→ DOCUMENT SEGMENT
▼

Vestiges Of Culture In The Early Ages -- By: M. P. Case
BSac 9:36 (Oct 1852) p. 686
Vestiges Of Culture In The Early Ages
If reliable histories could be given us of the great nations and events of the world, prior to the time to which authentic accounts now extend, they would find no lack of interested readers. It is at first view a singular fact, that so little of the first half of the world’s history has come down to us; and that over full three thousand years of human events, a sea of oblivion has long rolled its waves. Only here and there arises anything out of that sea, which presents definite outlines. Between the early and later ages, there yawns a wide gulf which Revelation only traverses, and that but at a few points. Profane annals fail us, or give place only to legend and tradition, while yet we are midway on our journey to the primitive time. Far be-
BSac 9:36 (Oct 1852) p. 687
yond stretches away a night of ages whose darkness is relieved only by a few solitary stars.
There can be no doubt that there were, during all those centuries, now silent to us, materials enough from which such histories as we have supposed might be constructed. The undoubted facts of which we are certain, show that, in pre-historic periods, the race flourished and was spread over the earth; that powerful empires arose and held sway for their time, and that mighty men of renown lived and left their impress upon the world. Some of the oldest writings assert such facts as these. But the details are unfortunately lost. After all the certainty we can gather, there is still left a wide field for inference and conjecture. As yet the manuscripts and monuments have not been found, which tell us much in detail of those old empires, and of the men who figured in those primitive times; or explain the origin of those systems of philosophy and religion, which were existing in full life in the days of the oldest historians whose writings have come down to us.

▲

→ Stored records
▼

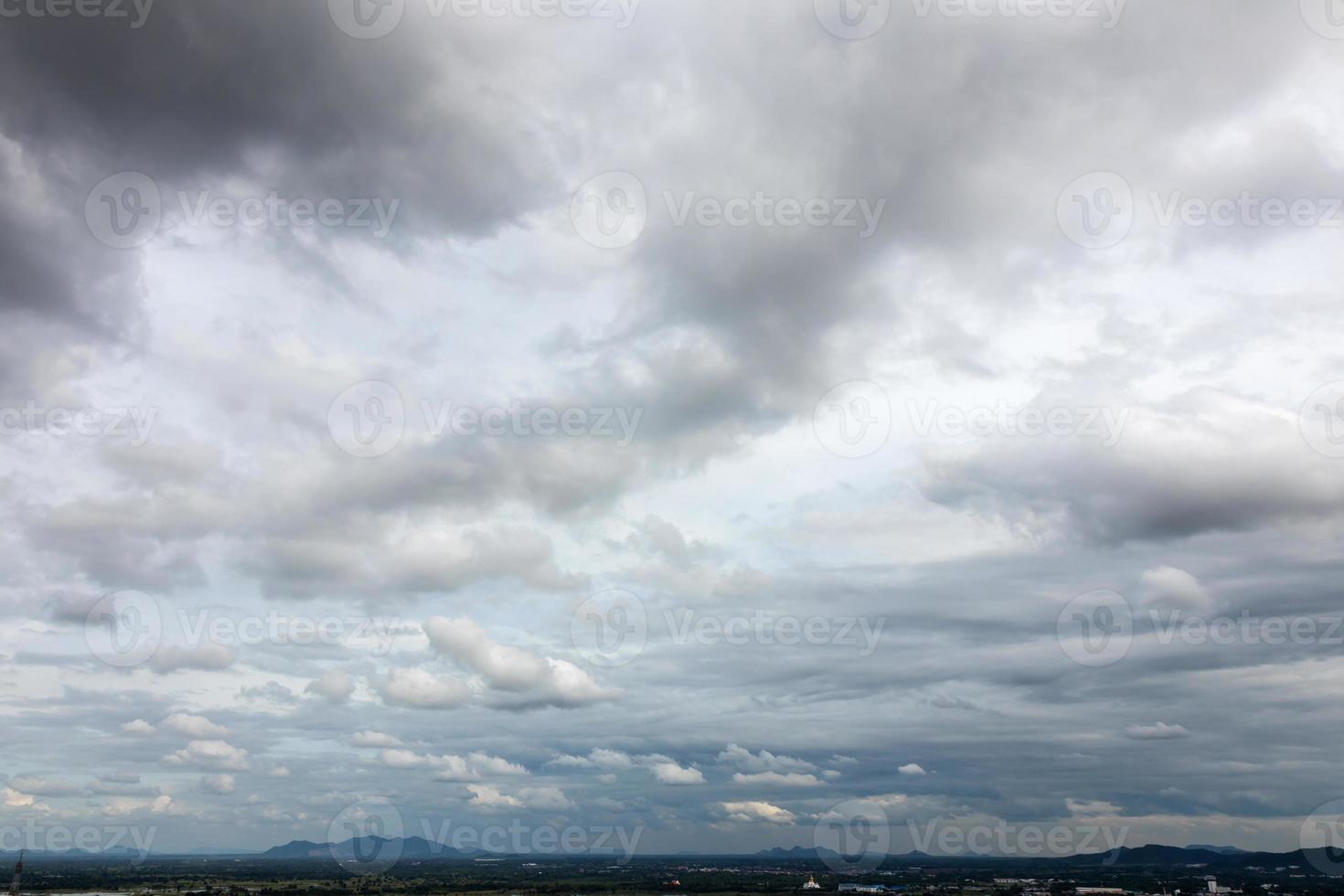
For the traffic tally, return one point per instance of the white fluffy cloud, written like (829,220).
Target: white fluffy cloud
(757,812)
(523,677)
(194,727)
(210,753)
(336,687)
(422,689)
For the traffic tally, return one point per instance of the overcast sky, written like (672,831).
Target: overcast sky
(680,415)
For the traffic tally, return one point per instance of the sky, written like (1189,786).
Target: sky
(702,420)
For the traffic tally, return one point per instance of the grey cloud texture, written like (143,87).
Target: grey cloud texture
(411,626)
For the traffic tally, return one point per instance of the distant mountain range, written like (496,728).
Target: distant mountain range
(365,848)
(1149,855)
(357,848)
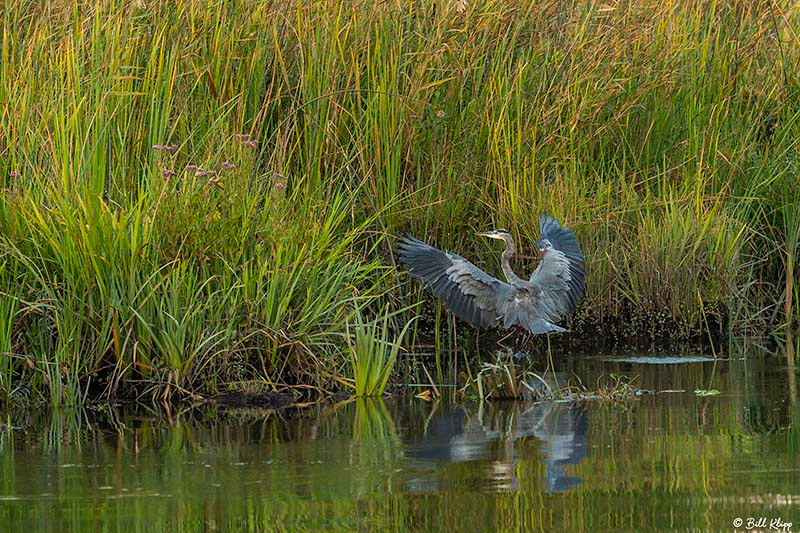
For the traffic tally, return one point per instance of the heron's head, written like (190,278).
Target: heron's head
(544,246)
(501,234)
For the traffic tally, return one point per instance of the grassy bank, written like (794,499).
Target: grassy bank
(197,194)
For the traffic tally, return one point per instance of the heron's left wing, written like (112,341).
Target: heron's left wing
(468,291)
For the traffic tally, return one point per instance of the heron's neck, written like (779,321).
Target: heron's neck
(508,253)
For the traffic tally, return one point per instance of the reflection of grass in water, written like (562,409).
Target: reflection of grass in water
(507,378)
(668,459)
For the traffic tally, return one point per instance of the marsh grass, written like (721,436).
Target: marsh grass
(192,196)
(374,351)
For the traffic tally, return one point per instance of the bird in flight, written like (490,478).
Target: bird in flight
(553,291)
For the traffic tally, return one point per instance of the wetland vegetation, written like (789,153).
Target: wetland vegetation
(205,196)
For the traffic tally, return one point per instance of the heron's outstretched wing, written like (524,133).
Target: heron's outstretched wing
(560,274)
(470,292)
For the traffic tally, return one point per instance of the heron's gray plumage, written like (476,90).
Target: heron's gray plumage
(554,290)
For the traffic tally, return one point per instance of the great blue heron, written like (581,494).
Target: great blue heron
(554,290)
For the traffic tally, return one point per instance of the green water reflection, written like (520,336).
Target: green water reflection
(666,461)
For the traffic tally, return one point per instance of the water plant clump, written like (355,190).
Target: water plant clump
(189,202)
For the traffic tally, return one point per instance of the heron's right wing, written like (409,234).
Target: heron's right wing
(560,274)
(468,291)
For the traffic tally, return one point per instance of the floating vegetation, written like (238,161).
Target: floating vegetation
(704,392)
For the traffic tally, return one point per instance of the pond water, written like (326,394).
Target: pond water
(672,460)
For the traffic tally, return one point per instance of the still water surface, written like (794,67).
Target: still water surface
(672,460)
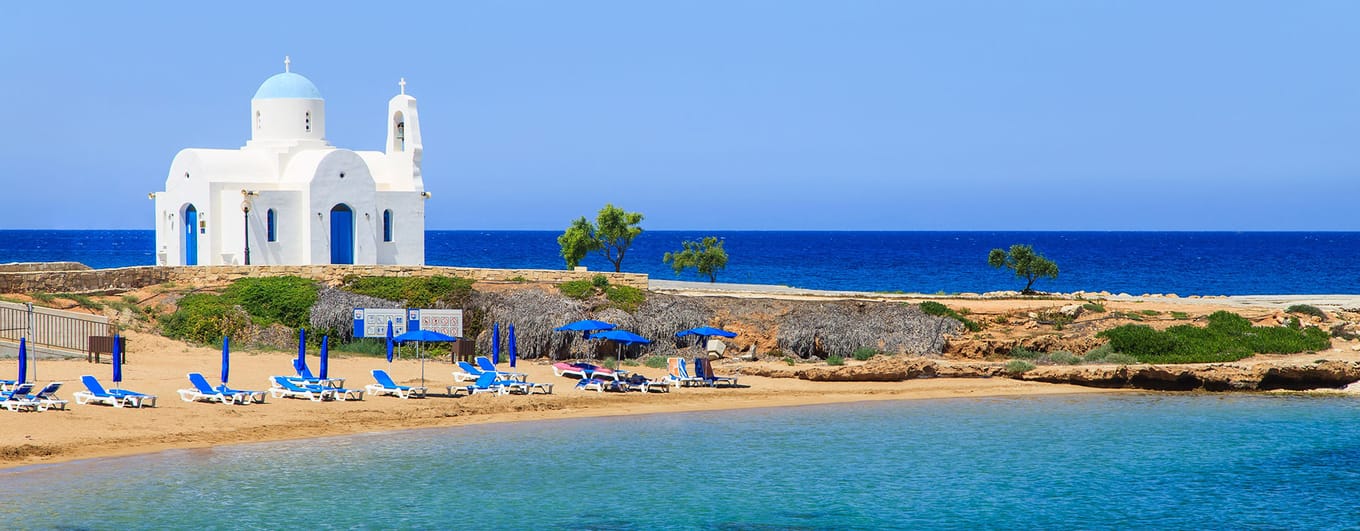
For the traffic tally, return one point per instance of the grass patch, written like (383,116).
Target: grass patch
(933,308)
(654,361)
(1309,311)
(1228,336)
(580,290)
(1019,366)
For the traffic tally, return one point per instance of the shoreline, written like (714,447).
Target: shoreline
(95,432)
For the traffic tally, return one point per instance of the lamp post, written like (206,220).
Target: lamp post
(245,217)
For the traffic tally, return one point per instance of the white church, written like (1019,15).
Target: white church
(291,198)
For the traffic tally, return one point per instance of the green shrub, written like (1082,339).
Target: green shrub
(580,290)
(1062,357)
(933,308)
(1019,366)
(654,361)
(1099,354)
(624,297)
(1022,353)
(1309,311)
(204,319)
(1119,360)
(415,292)
(1228,336)
(286,300)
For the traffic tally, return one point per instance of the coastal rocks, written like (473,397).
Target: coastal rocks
(1262,376)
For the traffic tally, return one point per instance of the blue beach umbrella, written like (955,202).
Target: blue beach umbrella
(620,336)
(703,332)
(389,342)
(495,343)
(513,353)
(226,360)
(117,361)
(423,336)
(325,357)
(585,327)
(23,361)
(302,349)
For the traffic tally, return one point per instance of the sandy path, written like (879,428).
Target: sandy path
(158,366)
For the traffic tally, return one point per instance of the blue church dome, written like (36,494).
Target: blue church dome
(287,85)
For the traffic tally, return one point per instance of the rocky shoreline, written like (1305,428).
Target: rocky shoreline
(1215,377)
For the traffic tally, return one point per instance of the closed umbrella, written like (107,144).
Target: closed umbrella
(302,350)
(325,357)
(389,345)
(23,361)
(422,336)
(117,361)
(226,361)
(495,343)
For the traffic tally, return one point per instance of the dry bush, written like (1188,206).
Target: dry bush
(838,328)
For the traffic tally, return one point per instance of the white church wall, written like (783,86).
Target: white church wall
(354,189)
(287,119)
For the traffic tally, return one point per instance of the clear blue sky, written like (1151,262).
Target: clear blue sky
(722,115)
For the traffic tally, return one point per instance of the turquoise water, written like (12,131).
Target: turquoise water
(1068,462)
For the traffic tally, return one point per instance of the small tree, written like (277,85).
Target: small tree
(706,256)
(611,236)
(1026,263)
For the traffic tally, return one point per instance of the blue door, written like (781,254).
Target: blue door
(342,234)
(191,236)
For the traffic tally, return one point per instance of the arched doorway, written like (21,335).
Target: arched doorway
(342,234)
(191,236)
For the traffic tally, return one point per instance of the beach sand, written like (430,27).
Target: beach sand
(158,365)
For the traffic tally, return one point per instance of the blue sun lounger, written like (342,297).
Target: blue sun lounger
(117,398)
(386,387)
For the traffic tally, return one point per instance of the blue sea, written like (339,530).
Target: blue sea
(915,262)
(1119,462)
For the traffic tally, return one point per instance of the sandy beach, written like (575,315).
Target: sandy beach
(158,366)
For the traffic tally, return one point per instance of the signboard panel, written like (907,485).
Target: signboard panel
(439,320)
(373,322)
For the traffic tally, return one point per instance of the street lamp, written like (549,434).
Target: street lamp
(245,217)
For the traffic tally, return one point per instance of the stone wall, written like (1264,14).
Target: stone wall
(131,278)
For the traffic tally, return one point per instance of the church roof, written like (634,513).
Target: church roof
(287,85)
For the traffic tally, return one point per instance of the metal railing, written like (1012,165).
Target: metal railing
(51,328)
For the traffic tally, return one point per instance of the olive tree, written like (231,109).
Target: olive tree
(611,236)
(705,256)
(1026,263)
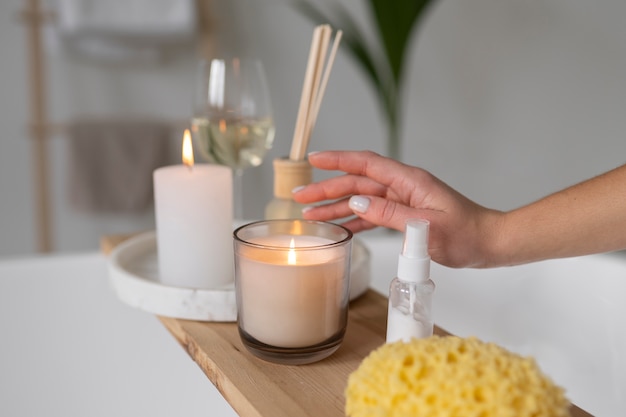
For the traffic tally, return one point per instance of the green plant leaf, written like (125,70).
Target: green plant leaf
(395,21)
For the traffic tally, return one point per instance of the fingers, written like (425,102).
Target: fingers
(384,212)
(338,187)
(364,163)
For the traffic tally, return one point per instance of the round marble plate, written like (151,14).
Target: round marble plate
(134,276)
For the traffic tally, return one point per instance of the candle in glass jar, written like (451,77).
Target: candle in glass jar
(193,210)
(292,296)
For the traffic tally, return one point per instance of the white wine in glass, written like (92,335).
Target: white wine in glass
(233,123)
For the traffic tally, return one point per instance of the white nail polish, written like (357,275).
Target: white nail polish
(359,203)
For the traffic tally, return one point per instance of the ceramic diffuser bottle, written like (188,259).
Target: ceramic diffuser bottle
(288,174)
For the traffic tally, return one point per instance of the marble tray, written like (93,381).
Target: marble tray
(134,276)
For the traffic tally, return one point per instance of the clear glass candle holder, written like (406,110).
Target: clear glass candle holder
(292,281)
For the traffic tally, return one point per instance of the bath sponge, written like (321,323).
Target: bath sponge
(454,377)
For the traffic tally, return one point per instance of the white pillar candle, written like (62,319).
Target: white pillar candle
(292,297)
(193,209)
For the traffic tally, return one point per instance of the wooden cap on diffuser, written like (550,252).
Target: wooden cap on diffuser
(289,174)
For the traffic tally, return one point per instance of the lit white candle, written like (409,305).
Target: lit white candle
(193,208)
(292,297)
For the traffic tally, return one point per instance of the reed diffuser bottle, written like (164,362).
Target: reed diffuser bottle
(288,174)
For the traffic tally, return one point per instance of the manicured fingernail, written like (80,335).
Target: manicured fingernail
(359,203)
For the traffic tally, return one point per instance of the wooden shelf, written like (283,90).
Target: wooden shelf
(256,388)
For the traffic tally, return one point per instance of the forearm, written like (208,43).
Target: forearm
(586,218)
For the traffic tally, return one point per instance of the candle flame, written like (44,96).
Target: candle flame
(291,256)
(187,149)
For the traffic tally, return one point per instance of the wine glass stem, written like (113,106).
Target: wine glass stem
(238,193)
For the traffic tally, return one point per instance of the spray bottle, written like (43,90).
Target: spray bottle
(410,293)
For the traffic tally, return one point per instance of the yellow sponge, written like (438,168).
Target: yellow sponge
(451,376)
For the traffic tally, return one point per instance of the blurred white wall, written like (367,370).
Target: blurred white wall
(505,100)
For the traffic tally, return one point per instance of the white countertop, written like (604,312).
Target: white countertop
(71,348)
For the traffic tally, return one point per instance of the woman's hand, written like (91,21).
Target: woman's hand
(384,192)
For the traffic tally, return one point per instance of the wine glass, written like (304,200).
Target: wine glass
(232,122)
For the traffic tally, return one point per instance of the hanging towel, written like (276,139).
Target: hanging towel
(111,163)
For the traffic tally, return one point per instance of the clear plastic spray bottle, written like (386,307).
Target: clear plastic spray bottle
(410,293)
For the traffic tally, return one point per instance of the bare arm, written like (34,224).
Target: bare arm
(587,218)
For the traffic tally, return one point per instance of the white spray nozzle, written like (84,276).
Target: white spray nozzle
(416,239)
(414,262)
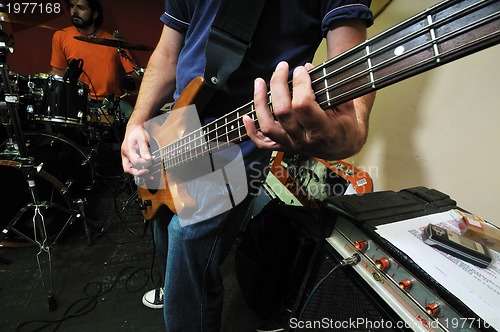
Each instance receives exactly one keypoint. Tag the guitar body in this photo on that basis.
(158, 193)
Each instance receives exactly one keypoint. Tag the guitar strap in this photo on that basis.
(229, 38)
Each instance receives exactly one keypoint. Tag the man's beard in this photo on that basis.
(81, 23)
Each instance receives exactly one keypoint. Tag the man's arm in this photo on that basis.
(302, 126)
(157, 87)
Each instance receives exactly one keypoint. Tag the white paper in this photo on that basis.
(476, 287)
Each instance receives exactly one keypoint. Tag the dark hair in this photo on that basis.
(95, 6)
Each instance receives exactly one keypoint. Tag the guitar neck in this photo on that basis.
(448, 31)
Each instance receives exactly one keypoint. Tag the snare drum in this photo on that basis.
(58, 101)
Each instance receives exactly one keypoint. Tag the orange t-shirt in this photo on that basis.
(103, 67)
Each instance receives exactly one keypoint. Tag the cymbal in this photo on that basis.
(114, 42)
(11, 18)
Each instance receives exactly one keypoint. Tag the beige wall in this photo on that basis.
(438, 129)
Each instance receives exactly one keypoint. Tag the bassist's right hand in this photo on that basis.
(136, 156)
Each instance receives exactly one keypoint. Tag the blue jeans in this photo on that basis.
(193, 288)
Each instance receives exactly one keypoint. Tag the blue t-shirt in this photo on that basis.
(289, 30)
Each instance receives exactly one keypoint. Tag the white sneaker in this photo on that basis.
(153, 299)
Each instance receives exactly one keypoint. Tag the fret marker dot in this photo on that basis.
(399, 50)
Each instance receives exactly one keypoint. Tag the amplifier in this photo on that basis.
(359, 281)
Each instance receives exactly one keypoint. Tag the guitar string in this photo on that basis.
(407, 54)
(333, 87)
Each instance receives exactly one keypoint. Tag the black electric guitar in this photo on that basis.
(443, 33)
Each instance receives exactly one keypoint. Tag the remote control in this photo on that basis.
(457, 245)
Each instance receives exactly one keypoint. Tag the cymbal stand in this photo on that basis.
(28, 169)
(16, 147)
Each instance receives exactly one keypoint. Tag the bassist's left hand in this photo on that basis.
(299, 124)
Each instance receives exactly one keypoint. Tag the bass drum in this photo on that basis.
(64, 159)
(17, 197)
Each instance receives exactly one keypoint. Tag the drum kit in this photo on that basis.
(52, 135)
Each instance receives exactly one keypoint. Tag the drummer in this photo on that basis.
(104, 69)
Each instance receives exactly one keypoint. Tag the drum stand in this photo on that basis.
(16, 147)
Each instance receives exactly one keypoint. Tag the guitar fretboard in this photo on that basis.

▲

Write the next few paragraphs of the essay on vestiges of culture in the early ages, picking up after its final sentence.

→ FINAL RESULT
We will be thankful, however, for what we do know. And we think, that the great facts which are now fairly within our possession, if rightly combined, will lead us to yet further general knowledge of those earlier ages. If we take all that profane history and other memorials of the past can give us, and add to this what the Bible reveals of the social, political and spiritual condition of those primitive times, we may undoubtedly reach some correct conclusions, respecting their general culture and civilization. We are not aware of any extended research in this particular direction with reference to such an end; and we sincerely suspect that if such research were pushed far enough, it would become a certainty, better ascertained that even now, that the early centuries of the world were very far from being characterized by mental imbecility and barbarism, as some...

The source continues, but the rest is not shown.